WORK REQUIRED: Write out, word for word, the stretch of the listing below from its first line through the line containing "[(192, 41), (184, 70)]", with both ends included.
--- Start of SUPPLIED DATA ---
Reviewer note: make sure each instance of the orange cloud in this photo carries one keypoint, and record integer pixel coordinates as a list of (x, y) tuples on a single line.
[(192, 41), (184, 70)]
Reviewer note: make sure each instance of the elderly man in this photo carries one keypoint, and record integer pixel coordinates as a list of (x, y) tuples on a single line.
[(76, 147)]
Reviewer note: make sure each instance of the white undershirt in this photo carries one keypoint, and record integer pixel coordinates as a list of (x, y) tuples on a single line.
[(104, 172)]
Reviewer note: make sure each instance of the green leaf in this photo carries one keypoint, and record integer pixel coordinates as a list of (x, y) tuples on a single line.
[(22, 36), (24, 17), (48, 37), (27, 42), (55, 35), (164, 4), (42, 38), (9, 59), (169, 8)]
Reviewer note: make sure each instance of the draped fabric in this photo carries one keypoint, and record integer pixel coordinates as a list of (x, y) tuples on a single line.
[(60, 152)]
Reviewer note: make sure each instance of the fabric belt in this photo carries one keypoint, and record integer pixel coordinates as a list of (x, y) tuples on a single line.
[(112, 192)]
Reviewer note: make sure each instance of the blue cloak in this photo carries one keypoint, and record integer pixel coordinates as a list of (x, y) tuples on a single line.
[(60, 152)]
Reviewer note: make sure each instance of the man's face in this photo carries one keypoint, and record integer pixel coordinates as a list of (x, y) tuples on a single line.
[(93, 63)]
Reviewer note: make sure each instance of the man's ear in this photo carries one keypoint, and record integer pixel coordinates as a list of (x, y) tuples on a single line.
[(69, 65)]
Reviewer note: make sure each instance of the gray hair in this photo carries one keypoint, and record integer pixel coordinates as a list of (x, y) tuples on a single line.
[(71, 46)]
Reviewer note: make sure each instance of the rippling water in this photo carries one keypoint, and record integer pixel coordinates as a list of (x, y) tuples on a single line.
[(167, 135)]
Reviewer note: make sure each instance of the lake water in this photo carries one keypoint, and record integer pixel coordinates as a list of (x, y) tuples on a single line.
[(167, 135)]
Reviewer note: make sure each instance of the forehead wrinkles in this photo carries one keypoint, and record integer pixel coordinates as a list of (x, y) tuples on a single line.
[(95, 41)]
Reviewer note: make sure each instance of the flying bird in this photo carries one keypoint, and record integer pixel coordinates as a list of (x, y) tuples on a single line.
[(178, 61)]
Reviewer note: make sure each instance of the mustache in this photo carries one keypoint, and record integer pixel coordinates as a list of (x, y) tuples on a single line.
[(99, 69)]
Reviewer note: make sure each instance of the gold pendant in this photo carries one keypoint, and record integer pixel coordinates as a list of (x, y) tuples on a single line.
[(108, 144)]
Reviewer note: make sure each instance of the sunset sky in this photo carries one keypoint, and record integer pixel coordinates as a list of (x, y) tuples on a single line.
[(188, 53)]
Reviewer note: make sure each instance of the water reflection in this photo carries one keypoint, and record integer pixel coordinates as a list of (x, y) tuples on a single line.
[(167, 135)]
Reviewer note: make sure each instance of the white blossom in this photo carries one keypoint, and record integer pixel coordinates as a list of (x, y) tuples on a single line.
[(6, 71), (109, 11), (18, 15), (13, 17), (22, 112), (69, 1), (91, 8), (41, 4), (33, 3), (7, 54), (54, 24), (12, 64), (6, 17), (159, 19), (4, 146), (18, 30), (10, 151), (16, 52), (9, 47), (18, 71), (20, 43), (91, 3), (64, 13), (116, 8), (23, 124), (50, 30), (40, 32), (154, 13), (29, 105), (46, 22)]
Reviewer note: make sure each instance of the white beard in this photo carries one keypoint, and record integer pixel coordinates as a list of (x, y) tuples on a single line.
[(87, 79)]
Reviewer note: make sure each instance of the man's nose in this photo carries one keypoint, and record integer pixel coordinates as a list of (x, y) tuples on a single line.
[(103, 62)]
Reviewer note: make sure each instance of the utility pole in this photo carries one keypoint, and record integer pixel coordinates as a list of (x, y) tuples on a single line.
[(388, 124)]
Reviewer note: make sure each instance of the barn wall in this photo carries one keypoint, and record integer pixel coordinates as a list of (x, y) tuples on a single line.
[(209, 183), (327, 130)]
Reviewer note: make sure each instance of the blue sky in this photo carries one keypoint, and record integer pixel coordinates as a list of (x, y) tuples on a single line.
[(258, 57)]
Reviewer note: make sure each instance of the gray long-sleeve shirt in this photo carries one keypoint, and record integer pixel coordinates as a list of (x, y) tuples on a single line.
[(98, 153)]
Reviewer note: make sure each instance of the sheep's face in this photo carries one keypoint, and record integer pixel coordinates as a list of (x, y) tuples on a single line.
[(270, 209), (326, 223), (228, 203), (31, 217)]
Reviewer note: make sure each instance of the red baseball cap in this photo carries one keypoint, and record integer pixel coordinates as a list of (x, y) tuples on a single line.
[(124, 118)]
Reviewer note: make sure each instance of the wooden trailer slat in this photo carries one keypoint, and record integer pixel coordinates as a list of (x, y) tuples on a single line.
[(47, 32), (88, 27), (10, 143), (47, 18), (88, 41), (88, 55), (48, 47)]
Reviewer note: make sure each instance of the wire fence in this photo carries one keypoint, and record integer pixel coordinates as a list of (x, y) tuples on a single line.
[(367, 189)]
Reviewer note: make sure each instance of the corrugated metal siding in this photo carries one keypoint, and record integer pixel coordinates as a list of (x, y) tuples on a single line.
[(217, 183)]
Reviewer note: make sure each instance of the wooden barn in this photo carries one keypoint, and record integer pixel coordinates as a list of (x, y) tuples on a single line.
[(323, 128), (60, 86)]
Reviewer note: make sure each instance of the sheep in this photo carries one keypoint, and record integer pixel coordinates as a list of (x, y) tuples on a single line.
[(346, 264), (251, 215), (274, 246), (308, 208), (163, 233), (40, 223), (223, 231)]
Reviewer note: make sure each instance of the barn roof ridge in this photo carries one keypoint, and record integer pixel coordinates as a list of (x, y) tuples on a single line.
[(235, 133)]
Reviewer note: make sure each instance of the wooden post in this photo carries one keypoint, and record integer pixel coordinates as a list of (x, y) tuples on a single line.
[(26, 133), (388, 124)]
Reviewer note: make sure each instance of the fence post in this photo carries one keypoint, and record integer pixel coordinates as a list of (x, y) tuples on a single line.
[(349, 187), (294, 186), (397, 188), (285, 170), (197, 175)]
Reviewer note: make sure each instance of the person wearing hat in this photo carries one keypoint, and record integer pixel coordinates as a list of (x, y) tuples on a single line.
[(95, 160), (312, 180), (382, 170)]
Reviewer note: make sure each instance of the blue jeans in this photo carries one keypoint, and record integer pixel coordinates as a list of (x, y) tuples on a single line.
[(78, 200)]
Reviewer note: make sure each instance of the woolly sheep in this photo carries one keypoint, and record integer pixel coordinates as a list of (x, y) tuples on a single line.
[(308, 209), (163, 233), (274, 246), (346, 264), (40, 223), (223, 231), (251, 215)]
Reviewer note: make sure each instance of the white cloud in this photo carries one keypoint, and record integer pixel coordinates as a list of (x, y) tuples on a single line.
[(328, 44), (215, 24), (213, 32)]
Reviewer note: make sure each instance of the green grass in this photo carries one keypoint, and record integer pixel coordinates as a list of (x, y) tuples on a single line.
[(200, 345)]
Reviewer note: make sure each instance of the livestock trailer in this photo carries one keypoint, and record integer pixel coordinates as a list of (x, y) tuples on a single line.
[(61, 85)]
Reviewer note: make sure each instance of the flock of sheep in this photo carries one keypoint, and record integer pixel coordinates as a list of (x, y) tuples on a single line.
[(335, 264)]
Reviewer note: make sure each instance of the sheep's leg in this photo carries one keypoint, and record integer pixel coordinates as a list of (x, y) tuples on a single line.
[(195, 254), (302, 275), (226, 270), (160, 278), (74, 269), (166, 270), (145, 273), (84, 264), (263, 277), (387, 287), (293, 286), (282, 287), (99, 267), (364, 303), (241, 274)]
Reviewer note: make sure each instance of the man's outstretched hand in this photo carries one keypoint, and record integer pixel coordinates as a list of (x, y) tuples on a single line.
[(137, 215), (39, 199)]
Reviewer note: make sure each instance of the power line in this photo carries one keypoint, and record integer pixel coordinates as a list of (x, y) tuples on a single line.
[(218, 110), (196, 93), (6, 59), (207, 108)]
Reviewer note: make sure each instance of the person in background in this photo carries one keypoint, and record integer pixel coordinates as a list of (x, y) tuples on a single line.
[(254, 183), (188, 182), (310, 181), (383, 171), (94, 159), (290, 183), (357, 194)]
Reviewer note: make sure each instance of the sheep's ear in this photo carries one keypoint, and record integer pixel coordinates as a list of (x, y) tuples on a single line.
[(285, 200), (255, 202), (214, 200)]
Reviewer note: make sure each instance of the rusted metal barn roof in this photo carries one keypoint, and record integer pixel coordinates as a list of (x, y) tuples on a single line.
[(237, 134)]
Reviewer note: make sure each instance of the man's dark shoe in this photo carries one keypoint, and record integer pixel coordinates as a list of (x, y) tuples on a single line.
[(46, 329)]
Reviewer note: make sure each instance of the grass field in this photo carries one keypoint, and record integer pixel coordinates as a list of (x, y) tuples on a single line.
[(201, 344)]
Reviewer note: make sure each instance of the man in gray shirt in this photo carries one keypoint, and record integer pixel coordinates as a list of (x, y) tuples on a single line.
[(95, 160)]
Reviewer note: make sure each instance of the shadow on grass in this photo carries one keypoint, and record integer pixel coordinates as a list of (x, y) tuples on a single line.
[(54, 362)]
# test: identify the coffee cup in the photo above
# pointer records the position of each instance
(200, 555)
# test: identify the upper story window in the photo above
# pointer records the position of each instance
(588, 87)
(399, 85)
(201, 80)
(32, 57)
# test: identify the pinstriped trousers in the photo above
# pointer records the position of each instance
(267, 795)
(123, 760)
--- End of SUPPLIED DATA ---
OUTPUT OF THE TASK:
Reviewer note: make sure each instance of the orange cloud in this photo carries one keypoint, and record integer pixel coordinates as a list of (x, y) tuples on a single line.
[(192, 41), (184, 70)]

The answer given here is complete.